● **What is being asked**
Copy out the entries below precisely; nothing is to be omitted.
___ Data excerpts
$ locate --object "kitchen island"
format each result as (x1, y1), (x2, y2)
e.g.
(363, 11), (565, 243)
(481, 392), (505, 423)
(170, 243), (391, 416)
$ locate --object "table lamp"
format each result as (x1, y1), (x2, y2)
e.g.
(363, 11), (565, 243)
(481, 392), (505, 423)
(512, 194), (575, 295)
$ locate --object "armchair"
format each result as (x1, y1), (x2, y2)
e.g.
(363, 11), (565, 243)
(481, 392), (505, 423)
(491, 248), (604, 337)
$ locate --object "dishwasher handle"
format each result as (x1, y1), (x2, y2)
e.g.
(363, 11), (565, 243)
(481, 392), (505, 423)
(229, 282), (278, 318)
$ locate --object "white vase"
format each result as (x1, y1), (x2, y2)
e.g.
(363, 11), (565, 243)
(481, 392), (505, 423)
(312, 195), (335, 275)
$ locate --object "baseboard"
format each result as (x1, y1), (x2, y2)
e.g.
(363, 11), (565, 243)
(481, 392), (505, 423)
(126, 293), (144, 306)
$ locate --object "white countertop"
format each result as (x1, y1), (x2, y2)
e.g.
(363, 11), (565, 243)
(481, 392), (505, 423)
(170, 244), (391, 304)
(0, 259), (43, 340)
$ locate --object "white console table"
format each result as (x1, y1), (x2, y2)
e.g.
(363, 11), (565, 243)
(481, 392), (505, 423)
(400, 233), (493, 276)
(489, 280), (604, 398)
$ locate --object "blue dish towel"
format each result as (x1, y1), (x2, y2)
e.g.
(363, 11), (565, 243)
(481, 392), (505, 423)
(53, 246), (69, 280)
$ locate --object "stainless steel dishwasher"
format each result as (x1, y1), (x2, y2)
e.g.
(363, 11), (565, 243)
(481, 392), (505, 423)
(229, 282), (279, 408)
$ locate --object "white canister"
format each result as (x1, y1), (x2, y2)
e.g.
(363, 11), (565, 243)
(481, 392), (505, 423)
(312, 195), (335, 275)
______
● **Response**
$ locate --object "kitchen island"
format each result as (x1, y1), (x2, y2)
e.g.
(363, 11), (565, 243)
(481, 392), (505, 423)
(170, 243), (391, 416)
$ locate --object "table lamp"
format each result as (x1, y1), (x2, y2)
e.g.
(363, 11), (565, 243)
(481, 392), (505, 423)
(512, 194), (575, 295)
$ locate --object "armchair"
format each result as (x1, y1), (x2, y2)
e.g.
(363, 11), (565, 243)
(481, 392), (505, 423)
(491, 248), (604, 337)
$ locate --object "dishwasher handle"
format each result as (x1, y1), (x2, y2)
e.g.
(363, 11), (565, 243)
(481, 392), (505, 423)
(229, 282), (278, 318)
$ locate --object "white vase"
format each result as (x1, y1), (x2, y2)
e.g.
(363, 11), (565, 243)
(481, 392), (505, 423)
(312, 195), (335, 275)
$ locate --object "baseboard"
format each result as (x1, y1), (x2, y2)
e.g.
(363, 11), (565, 243)
(481, 392), (505, 423)
(126, 293), (144, 306)
$ locate --object "white countertop"
format each result as (x1, y1), (x2, y2)
e.g.
(363, 11), (565, 243)
(481, 392), (505, 423)
(170, 244), (391, 304)
(0, 259), (43, 340)
$ locate --object "white console table"
format each result as (x1, y1), (x2, y2)
e.g.
(363, 11), (565, 243)
(481, 392), (505, 423)
(400, 233), (493, 276)
(489, 280), (604, 398)
$ locate --object "blue dish towel"
format each result as (x1, y1), (x2, y2)
e.g.
(363, 11), (565, 243)
(481, 392), (505, 423)
(53, 246), (69, 280)
$ locate --object "stainless steel dishwasher"
format each result as (x1, y1), (x2, y2)
e.g.
(363, 11), (565, 243)
(481, 392), (505, 423)
(229, 282), (279, 408)
$ locate --object "white canister"
format each result as (x1, y1), (x2, y2)
e.g.
(363, 11), (565, 243)
(481, 392), (505, 423)
(312, 195), (335, 275)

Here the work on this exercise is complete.